* **What the task asks**
Could you rewrite the listing below from the line containing "hillside with a point." through its final line, moving every coordinate up by 111 by adding 111 to each number in it? Keep all other lines unchanged.

* **Material to process**
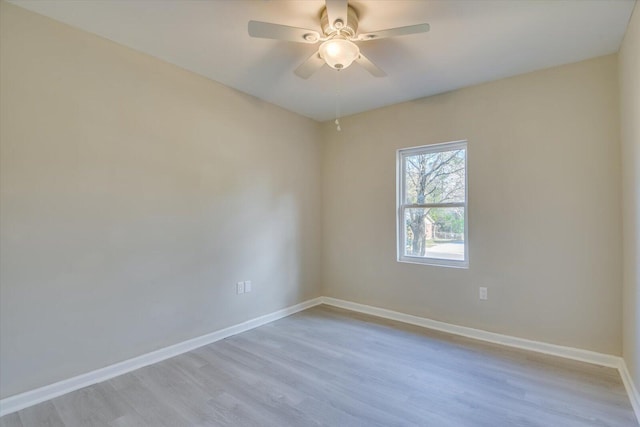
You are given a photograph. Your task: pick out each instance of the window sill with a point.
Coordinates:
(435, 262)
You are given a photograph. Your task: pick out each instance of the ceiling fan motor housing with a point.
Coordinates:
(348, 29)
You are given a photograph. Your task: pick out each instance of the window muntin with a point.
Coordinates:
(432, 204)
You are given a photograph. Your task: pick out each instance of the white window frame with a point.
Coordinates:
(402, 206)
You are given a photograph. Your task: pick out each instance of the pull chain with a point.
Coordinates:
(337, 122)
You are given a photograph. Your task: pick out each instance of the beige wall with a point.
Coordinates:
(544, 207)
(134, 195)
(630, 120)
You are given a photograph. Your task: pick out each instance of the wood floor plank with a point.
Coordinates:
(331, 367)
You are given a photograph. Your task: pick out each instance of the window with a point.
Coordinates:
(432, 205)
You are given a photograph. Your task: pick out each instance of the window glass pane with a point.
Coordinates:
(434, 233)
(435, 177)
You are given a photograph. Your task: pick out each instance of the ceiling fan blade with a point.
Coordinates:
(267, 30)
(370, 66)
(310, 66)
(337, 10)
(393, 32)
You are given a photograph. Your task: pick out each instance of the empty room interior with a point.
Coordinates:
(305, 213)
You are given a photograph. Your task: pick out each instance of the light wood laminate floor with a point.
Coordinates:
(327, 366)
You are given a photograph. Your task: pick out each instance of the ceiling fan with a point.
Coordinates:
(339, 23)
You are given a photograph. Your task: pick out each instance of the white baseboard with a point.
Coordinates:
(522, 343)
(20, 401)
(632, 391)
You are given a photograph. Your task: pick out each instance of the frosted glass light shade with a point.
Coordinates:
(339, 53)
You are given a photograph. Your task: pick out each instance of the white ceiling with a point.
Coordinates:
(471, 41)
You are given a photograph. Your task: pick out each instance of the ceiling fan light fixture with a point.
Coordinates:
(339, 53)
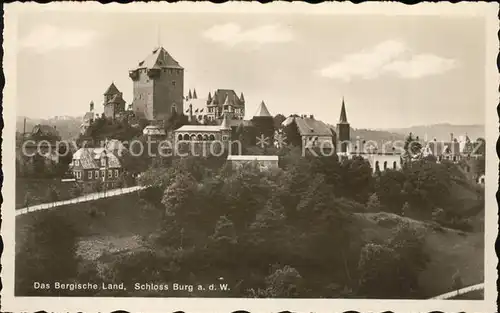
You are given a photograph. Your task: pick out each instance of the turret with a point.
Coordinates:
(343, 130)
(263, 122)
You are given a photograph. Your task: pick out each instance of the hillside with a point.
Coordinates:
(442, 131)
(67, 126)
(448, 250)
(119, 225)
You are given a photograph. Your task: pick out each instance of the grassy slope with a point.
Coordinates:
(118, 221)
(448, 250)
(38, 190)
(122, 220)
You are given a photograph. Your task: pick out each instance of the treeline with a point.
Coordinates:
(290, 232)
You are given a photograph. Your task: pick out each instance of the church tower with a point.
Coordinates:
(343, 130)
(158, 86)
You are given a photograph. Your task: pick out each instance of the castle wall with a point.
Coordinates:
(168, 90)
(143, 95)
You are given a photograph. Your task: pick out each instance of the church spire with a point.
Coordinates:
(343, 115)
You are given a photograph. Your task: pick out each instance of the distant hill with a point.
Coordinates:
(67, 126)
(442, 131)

* **Task solution**
You are given a photograph. Your task: pick out each instance of the hillside with a point.
Coordinates:
(553, 242)
(178, 237)
(559, 361)
(230, 336)
You are given a photograph. Your task: pick out each instance of the grassy slope with a point.
Coordinates:
(229, 332)
(559, 361)
(149, 301)
(233, 331)
You are given a photograph. Your task: pick out each instance of the treeline with a point.
Coordinates:
(401, 343)
You are given a photograph. Your task: pick out each instance of the church tower with a point.
Coordinates:
(454, 241)
(269, 197)
You are given a photograph. Your task: pick out each instance of the castle wall with a point.
Coordinates:
(279, 201)
(254, 206)
You are given a photograph. Your task: pick out each instance of the church spire with a point.
Coordinates:
(454, 226)
You are given a photograph. Your task: pick out each instance of the distant hill with a point.
Coordinates:
(178, 237)
(553, 242)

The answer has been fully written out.